Texto:
Persiste ainda, na nossa sociedade, um sistema articulado de conceções equivocadas sobre o crioulo de Cabo Verde[3] (e os crioulos de um modo geral). Apesar de não terem bases científicas, esses equívocos estão profundamente registados no senso comum e infiltrados em alguns de nós. Por isso, têm desempenhado um papel impeditivo importante na concretização de medidas de política linguística favorecedoras do desenvolvimento da língua cabo-verdiana como sejam a sua oficialização e o seu ensino. Tendo em conta o papel do conhecimento na desconstrução dos mitos, discutem-se 12 dessas ideias[4], mostrando evidências científicas que as contrariam, tendo em vista contribuir para a construção de uma comunidade mais harmonizada em que as línguas de Cabo Verde se possam expandir livremente.

Requisitos:
a) Cite tudo o que vai de "Persiste ainda, na" até "possam expandir livremente." no texto sobre o crioulo de Cabo Verde, sem alterar uma única palavra.
b) Traduza para inglês a frase "Apesar de não terem bases científicas, esses equívocos estão profundamente registados no senso comum e infiltrados em alguns de nós." do texto sobre o crioulo de Cabo Verde.
Estas linhas não têm relação com o texto sobre o crioulo de Cabo Verde.

Registos do conjunto de dados sobre a localização de objetos
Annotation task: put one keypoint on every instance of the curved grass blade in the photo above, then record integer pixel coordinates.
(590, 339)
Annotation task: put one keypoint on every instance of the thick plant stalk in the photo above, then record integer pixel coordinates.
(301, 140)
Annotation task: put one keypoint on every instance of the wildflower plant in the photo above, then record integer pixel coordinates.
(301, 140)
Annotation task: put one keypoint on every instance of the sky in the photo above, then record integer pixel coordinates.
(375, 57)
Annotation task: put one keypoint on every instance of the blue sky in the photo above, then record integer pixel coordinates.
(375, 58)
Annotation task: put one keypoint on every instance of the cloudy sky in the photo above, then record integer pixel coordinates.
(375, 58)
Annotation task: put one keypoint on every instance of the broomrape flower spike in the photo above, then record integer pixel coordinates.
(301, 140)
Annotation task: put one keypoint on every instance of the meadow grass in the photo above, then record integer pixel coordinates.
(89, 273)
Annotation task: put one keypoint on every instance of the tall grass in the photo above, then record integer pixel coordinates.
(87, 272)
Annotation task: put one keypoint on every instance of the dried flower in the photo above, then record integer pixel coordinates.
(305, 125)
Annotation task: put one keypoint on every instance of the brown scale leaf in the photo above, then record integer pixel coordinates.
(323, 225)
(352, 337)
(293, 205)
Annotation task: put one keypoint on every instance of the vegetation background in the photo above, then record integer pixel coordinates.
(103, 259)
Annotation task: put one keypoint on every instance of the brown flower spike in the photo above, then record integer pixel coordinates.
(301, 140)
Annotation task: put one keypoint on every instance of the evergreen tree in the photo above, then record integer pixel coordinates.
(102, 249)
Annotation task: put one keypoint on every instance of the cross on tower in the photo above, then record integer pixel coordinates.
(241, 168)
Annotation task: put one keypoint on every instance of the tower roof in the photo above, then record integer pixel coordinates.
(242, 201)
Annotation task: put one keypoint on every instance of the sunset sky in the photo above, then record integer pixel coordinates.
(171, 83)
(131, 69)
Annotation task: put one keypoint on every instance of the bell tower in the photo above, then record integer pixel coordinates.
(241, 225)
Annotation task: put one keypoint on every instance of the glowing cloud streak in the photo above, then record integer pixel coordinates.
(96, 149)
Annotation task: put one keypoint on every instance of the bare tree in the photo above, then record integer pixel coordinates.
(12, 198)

Respostas por tarefa:
a)
Persiste ainda, na nossa sociedade, um sistema articulado de conceções equivocadas sobre o crioulo de Cabo Verde[3] (e os crioulos de um modo geral). Apesar de não terem bases científicas, esses equívocos estão profundamente registados no senso comum e infiltrados em alguns de nós. Por isso, têm desempenhado um papel impeditivo importante na concretização de medidas de política linguística favorecedoras do desenvolvimento da língua cabo-verdiana como sejam a sua oficialização e o seu ensino. Tendo em conta o papel do conhecimento na desconstrução dos mitos, discutem-se 12 dessas ideias[4], mostrando evidências científicas que as contrariam, tendo em vista contribuir para a construção de uma comunidade mais harmonizada em que as línguas de Cabo Verde se possam expandir livremente.

b) Despite having no scientific basis, these misconceptions are deeply ingrained in common sense and have seeped into some of us.